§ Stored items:

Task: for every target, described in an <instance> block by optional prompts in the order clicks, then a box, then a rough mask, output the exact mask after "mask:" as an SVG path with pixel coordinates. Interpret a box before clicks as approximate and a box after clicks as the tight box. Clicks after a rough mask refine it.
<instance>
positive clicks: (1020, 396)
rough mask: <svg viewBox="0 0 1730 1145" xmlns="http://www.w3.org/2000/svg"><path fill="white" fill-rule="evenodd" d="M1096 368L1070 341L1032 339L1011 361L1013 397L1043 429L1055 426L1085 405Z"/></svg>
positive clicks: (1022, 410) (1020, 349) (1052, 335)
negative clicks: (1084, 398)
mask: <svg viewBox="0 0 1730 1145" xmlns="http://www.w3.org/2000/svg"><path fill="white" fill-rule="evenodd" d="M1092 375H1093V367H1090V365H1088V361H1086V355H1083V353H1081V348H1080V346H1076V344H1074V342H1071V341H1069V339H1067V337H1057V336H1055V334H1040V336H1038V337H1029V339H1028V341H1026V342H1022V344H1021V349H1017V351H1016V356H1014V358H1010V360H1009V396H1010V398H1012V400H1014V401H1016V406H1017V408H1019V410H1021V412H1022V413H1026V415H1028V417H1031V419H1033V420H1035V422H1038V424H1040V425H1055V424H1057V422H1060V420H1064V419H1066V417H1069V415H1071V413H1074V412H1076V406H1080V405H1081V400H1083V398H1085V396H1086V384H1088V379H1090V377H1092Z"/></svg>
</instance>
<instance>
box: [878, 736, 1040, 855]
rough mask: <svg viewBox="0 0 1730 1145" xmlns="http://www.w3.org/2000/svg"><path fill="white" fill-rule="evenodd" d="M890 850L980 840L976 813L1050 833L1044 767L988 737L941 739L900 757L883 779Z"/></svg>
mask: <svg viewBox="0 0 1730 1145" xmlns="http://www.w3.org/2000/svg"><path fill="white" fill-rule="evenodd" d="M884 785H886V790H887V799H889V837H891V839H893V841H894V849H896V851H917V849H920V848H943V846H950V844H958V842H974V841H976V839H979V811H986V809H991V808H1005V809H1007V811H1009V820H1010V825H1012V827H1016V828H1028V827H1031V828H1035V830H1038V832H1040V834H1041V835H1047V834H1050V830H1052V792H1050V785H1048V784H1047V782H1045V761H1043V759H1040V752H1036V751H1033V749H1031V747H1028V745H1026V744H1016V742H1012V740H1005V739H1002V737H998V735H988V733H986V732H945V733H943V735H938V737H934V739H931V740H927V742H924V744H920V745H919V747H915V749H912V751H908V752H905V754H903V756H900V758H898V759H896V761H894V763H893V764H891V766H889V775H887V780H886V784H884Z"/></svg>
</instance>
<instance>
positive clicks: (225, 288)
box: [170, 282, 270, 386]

§ WORK INSTRUCTION: Character for character, reproduce all of the lines above.

§ TASK SOLUTION:
Task: for every target, described in an <instance> block by optional prompts in the order clicks, then a box, then a rough mask, output the exact mask after "mask:" as an SVG path with pixel coordinates. Interpret a box before clicks as approximate and a box after clicks as the tight box. Clicks after a rough mask refine it.
<instance>
positive clicks: (1020, 396)
rough mask: <svg viewBox="0 0 1730 1145" xmlns="http://www.w3.org/2000/svg"><path fill="white" fill-rule="evenodd" d="M1096 368L1070 341L1032 339L1011 361L1013 397L1043 429L1055 426L1085 405Z"/></svg>
positive clicks: (1022, 410) (1020, 349) (1052, 335)
negative clicks: (1084, 398)
mask: <svg viewBox="0 0 1730 1145" xmlns="http://www.w3.org/2000/svg"><path fill="white" fill-rule="evenodd" d="M1092 375H1093V367H1090V365H1088V361H1086V355H1083V353H1081V348H1080V346H1076V344H1074V342H1071V341H1069V339H1067V337H1057V336H1055V334H1040V336H1038V337H1029V339H1028V341H1026V342H1022V344H1021V349H1017V351H1016V356H1014V358H1010V360H1009V396H1010V398H1012V400H1014V401H1016V406H1017V408H1019V410H1021V412H1022V413H1026V415H1028V417H1031V419H1033V420H1035V422H1038V424H1040V425H1055V424H1057V422H1060V420H1064V419H1066V417H1069V415H1071V413H1074V412H1076V406H1080V405H1081V400H1083V398H1085V396H1086V384H1088V379H1090V377H1092Z"/></svg>
</instance>
<instance>
box: [878, 736, 1040, 855]
rough mask: <svg viewBox="0 0 1730 1145" xmlns="http://www.w3.org/2000/svg"><path fill="white" fill-rule="evenodd" d="M890 850L980 840L976 813L1050 833L1044 767L988 737L941 739L900 757L883 779Z"/></svg>
mask: <svg viewBox="0 0 1730 1145" xmlns="http://www.w3.org/2000/svg"><path fill="white" fill-rule="evenodd" d="M884 785H886V790H887V799H889V837H891V839H893V841H894V849H896V851H917V849H920V848H943V846H950V844H958V842H974V841H976V839H979V811H986V809H991V808H1005V809H1007V811H1009V820H1010V825H1012V827H1016V828H1028V827H1031V828H1035V830H1038V832H1040V834H1041V835H1047V834H1050V830H1052V792H1050V785H1048V784H1047V782H1045V761H1043V759H1040V752H1036V751H1033V749H1031V747H1028V745H1026V744H1016V742H1012V740H1005V739H1002V737H998V735H988V733H986V732H945V733H943V735H938V737H934V739H931V740H927V742H924V744H920V745H919V747H915V749H912V751H908V752H905V754H903V756H900V758H898V759H896V761H894V763H893V764H891V766H889V775H887V780H886V784H884Z"/></svg>
</instance>
<instance>
positive clicks: (225, 288)
box: [170, 282, 270, 386]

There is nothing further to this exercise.